» REQUIRED TASK: Report how many rows below contain the string "shadowed", with case counting, and give only that number.

» INPUT RECORDS:
------------------------------------------------------------

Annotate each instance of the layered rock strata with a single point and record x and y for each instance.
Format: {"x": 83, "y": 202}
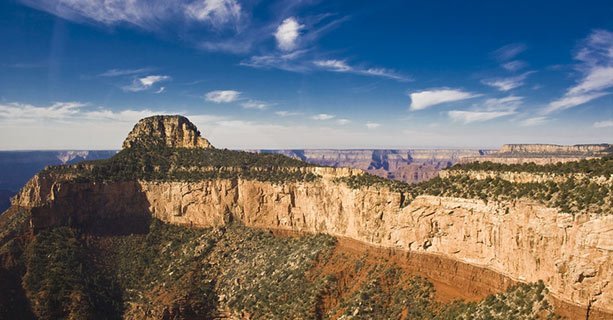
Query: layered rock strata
{"x": 172, "y": 131}
{"x": 520, "y": 240}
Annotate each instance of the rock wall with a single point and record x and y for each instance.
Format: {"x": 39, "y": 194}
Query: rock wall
{"x": 408, "y": 165}
{"x": 172, "y": 131}
{"x": 579, "y": 149}
{"x": 540, "y": 160}
{"x": 525, "y": 177}
{"x": 523, "y": 241}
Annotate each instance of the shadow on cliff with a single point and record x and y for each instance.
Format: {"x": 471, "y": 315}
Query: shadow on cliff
{"x": 97, "y": 209}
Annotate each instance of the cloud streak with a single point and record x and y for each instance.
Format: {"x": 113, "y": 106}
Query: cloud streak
{"x": 428, "y": 98}
{"x": 490, "y": 109}
{"x": 223, "y": 96}
{"x": 507, "y": 84}
{"x": 287, "y": 34}
{"x": 145, "y": 83}
{"x": 342, "y": 66}
{"x": 595, "y": 57}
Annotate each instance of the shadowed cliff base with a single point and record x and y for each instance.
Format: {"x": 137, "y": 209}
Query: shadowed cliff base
{"x": 452, "y": 280}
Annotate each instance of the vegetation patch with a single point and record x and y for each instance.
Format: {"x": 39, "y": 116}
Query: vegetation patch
{"x": 570, "y": 195}
{"x": 161, "y": 163}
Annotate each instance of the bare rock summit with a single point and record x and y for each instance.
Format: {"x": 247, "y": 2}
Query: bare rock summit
{"x": 169, "y": 130}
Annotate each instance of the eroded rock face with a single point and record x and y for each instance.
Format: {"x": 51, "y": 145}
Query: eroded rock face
{"x": 524, "y": 241}
{"x": 579, "y": 149}
{"x": 172, "y": 131}
{"x": 542, "y": 154}
{"x": 408, "y": 165}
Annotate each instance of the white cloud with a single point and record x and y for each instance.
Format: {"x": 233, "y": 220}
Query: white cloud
{"x": 490, "y": 109}
{"x": 596, "y": 64}
{"x": 254, "y": 104}
{"x": 569, "y": 101}
{"x": 534, "y": 121}
{"x": 223, "y": 96}
{"x": 322, "y": 116}
{"x": 18, "y": 112}
{"x": 509, "y": 51}
{"x": 334, "y": 65}
{"x": 427, "y": 98}
{"x": 514, "y": 65}
{"x": 285, "y": 113}
{"x": 124, "y": 72}
{"x": 287, "y": 34}
{"x": 285, "y": 61}
{"x": 142, "y": 84}
{"x": 477, "y": 116}
{"x": 506, "y": 84}
{"x": 506, "y": 103}
{"x": 216, "y": 12}
{"x": 342, "y": 66}
{"x": 343, "y": 122}
{"x": 604, "y": 124}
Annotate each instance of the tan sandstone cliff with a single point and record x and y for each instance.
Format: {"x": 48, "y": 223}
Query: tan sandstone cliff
{"x": 521, "y": 240}
{"x": 173, "y": 131}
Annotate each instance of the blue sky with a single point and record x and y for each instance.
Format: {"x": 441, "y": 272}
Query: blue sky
{"x": 77, "y": 74}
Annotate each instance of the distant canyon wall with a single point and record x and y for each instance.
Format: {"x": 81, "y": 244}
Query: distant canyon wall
{"x": 408, "y": 165}
{"x": 542, "y": 154}
{"x": 521, "y": 240}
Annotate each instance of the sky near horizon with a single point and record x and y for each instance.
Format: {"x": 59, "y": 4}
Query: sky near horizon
{"x": 77, "y": 74}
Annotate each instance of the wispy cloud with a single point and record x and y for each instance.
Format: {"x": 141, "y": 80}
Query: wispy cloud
{"x": 424, "y": 99}
{"x": 215, "y": 25}
{"x": 604, "y": 124}
{"x": 514, "y": 65}
{"x": 285, "y": 61}
{"x": 254, "y": 104}
{"x": 509, "y": 51}
{"x": 65, "y": 111}
{"x": 145, "y": 83}
{"x": 285, "y": 113}
{"x": 595, "y": 57}
{"x": 223, "y": 96}
{"x": 215, "y": 12}
{"x": 124, "y": 72}
{"x": 477, "y": 116}
{"x": 343, "y": 122}
{"x": 323, "y": 116}
{"x": 342, "y": 66}
{"x": 506, "y": 84}
{"x": 490, "y": 109}
{"x": 534, "y": 121}
{"x": 287, "y": 34}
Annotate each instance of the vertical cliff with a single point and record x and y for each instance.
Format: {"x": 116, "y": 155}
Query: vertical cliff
{"x": 521, "y": 240}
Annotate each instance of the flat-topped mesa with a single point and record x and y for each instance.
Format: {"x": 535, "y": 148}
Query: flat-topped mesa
{"x": 578, "y": 149}
{"x": 170, "y": 130}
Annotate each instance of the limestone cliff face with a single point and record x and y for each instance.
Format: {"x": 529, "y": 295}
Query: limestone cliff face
{"x": 579, "y": 149}
{"x": 542, "y": 154}
{"x": 408, "y": 165}
{"x": 172, "y": 131}
{"x": 525, "y": 177}
{"x": 522, "y": 240}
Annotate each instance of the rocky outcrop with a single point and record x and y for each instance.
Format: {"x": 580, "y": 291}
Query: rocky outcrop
{"x": 542, "y": 154}
{"x": 408, "y": 165}
{"x": 521, "y": 240}
{"x": 171, "y": 131}
{"x": 525, "y": 177}
{"x": 578, "y": 149}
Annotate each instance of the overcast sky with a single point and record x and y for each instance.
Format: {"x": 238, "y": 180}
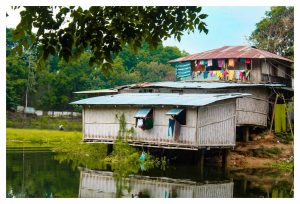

------------------------------------------------------------

» OUTPUT FOR THIS TASK: 2